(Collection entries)
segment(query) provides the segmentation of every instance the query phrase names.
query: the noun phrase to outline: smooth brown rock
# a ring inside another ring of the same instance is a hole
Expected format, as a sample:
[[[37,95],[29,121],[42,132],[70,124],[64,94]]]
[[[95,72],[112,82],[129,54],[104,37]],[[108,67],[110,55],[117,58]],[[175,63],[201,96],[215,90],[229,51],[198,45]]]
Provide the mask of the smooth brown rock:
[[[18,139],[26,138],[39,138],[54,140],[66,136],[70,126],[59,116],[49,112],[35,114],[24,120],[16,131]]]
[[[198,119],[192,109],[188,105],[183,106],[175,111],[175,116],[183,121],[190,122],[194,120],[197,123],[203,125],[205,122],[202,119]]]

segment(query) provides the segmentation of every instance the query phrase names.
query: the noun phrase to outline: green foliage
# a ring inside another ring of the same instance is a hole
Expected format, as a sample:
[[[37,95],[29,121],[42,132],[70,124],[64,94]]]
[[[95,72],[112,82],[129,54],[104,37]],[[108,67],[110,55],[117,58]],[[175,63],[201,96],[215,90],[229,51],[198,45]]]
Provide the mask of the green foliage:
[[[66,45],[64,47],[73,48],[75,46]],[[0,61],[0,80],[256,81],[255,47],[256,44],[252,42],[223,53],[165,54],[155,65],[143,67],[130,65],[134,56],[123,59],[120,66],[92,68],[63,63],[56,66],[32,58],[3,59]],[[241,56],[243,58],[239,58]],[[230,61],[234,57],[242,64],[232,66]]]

THE EXERCISE
Write out every line of the collection entries above without any changes.

SOLVED EXERCISE
segment(query) provides the segmentation of every instance the query phrase names.
query: the noun phrase to outline: smooth brown rock
# a ring inside another ring of the same instance is a hole
Expected format, as a sample:
[[[37,95],[29,121],[42,132],[70,124],[64,94]]]
[[[95,72],[112,82],[129,54],[104,37]],[[108,67],[110,55],[117,58]],[[175,63],[201,96],[215,90],[229,51],[198,45]]]
Provide the mask of the smooth brown rock:
[[[18,139],[26,138],[39,138],[54,140],[66,136],[70,126],[59,116],[49,112],[35,114],[24,120],[16,131]]]
[[[198,119],[192,109],[188,105],[183,106],[175,111],[175,116],[183,121],[190,122],[194,120],[197,123],[203,125],[205,122],[202,119]]]

segment(query) provides the segmentation of every instance the query phrase names.
query: the noun phrase to outline: green foliage
# a ring inside another ring of the same instance is a hole
Expected format, as a sample:
[[[37,95],[29,121],[42,132],[70,124],[64,94]]]
[[[95,72],[112,82],[129,54],[104,37]],[[108,67],[110,55],[117,58]],[[175,63],[201,96],[215,90],[229,51],[198,45]]]
Provide the mask of the green foliage:
[[[66,45],[64,47],[73,48],[75,46]],[[0,61],[0,80],[256,81],[255,47],[256,44],[252,42],[223,53],[165,54],[155,65],[143,67],[130,65],[134,56],[123,59],[120,66],[92,68],[63,63],[56,66],[32,58],[3,59]],[[241,56],[243,58],[239,58]],[[230,61],[234,57],[242,64],[232,66]]]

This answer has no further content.